Jak imprezę noworoczną spędza Ola Kieda? IronWoman FIT odpowiedziała na nasze sylwestrowo-treningowe pytania.
ZOBACZ TEŻ: Agata Staniek: „Od nowego roku pełen gaz!”
Z okazji zbliżającego się nowego roku Akademia Triathlonu przygotowała serię kilku szybkich pytań dotyczących sylwestra. Jak świętują polscy zawodnicy? Czy trzymają się noworocznych postanowień?
Nikodem Klata: Czy stawiasz sobie każdego roku nowe postanowienia? Udaje Ci się je realizować czy może rozpływają się z czasem? Niekoniecznie musi chodzić o postanowienia sportowe 🙂
Ola Kieda: Postanowienia to chyba trochę takie cele. Cele stawiam sobie bardzo często. Określam je w czasie, żeby można go było właśnie zrealizować. Dzięki temu dużo osiągnęłam, a chcę jeszcze więcej 😎
NK: Zdarzyło ci się kiedyś realizować noworoczny trening z kacem? Czy w sylwestra pozwalasz sobie na alkohol? Jak wygląda impreza sylwestrowa triathlonisty?

(Zapisy adnotacji wykrywania obiektów)
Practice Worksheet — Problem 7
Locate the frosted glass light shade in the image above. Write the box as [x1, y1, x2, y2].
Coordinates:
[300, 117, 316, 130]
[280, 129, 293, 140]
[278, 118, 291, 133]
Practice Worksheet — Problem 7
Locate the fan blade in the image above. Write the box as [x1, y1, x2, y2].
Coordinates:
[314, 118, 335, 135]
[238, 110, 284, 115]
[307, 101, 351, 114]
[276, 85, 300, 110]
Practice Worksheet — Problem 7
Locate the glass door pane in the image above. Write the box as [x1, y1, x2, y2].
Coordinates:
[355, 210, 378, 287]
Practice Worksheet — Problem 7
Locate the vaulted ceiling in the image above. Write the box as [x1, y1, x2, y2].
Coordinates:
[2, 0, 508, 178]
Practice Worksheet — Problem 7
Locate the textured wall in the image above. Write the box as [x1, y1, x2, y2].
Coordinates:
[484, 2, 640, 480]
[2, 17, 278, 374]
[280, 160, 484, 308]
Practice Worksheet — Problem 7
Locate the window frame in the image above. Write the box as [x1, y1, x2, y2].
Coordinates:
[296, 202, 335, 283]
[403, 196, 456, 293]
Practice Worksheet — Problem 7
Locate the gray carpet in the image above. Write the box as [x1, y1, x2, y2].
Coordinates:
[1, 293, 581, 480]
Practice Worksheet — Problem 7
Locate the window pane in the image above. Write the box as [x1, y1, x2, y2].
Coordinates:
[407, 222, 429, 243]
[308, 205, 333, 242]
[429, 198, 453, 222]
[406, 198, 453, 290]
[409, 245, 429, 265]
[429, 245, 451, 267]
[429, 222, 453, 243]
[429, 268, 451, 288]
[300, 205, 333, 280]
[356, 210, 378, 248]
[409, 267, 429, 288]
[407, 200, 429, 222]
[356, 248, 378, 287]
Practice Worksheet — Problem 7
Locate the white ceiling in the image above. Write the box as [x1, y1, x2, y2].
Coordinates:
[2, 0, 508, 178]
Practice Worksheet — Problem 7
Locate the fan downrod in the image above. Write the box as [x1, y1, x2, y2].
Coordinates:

Co zrobić =
A – Zmień „Practice Worksheet” na „Training Worksheet” w wierszach od pierwszego aż do tego, który zawiera „[280, 160, 484, 308]”, włącznie. Resztę zostaw bez zmian i podaj tylko te wiersze, bez wywiadu.
B – Dopisz dalszy ciąg wywiadu z Olą Kiedą o sylwestrze, zaczynając zaraz po ostatnim zdaniu.

Wyniki zadań =
A –
Training Worksheet — Problem 7
Locate the frosted glass light shade in the image above. Write the box as [x1, y1, x2, y2].
Coordinates:
[300, 117, 316, 130]
[280, 129, 293, 140]
[278, 118, 291, 133]
Training Worksheet — Problem 7
Locate the fan blade in the image above. Write the box as [x1, y1, x2, y2].
Coordinates:
[314, 118, 335, 135]
[238, 110, 284, 115]
[307, 101, 351, 114]
[276, 85, 300, 110]
Training Worksheet — Problem 7
Locate the glass door pane in the image above. Write the box as [x1, y1, x2, y2].
Coordinates:
[355, 210, 378, 287]
Training Worksheet — Problem 7
Locate the vaulted ceiling in the image above. Write the box as [x1, y1, x2, y2].
Coordinates:
[2, 0, 508, 178]
Training Worksheet — Problem 7
Locate the textured wall in the image above. Write the box as [x1, y1, x2, y2].
Coordinates:
[484, 2, 640, 480]
[2, 17, 278, 374]
[280, 160, 484, 308]

B –
OK: Przez 4 lata nie piłam alkoholu. Po starcie na Hawajach uczciłam to właśnie alkoholem i od tamtej pory zdarza się coś wypić, ale w tej dziedzinie jestem bardzo ekonomiczna 😂 (lampka wina i już). Zawsze podczas imprez staram się większość czasu spędzać na parkiecie, alkohol się pojawi, a na nowy rok na pewno jakiś trening. Odnośnie do pytania wyżej to właśnie postanawiam zrezygnować znów z alkoholu po sylwestrze.
NK: Mówią: jaki sylwestrowe, taki nowy rok. Czy to powiedzenie się kiedyś u Ciebie sprawdziło?
OK: Oj chyba nie. Ja zawsze staram się wykorzystać każdą chwilę na maxa, więc czy to nowy rok czy inna data, czerpię życie garściami.
NK: Jest jakaś sylwestrowa/noworoczna historia, która szczególnie zapadła Ci w pamięć?
OK: Były mąż mi się oświadczył w sylwestra 😂
NK: Masz jakieś sylwestrowe/ noworoczne tradycje, które realizujesz każdego roku?
OK: Lubię wyjść na trening, po czym zamorsować i poczuć swoje ciało.
ZOBACZ TEŻ: Tomasz Szala: „Na kaca najlepsza jest praca”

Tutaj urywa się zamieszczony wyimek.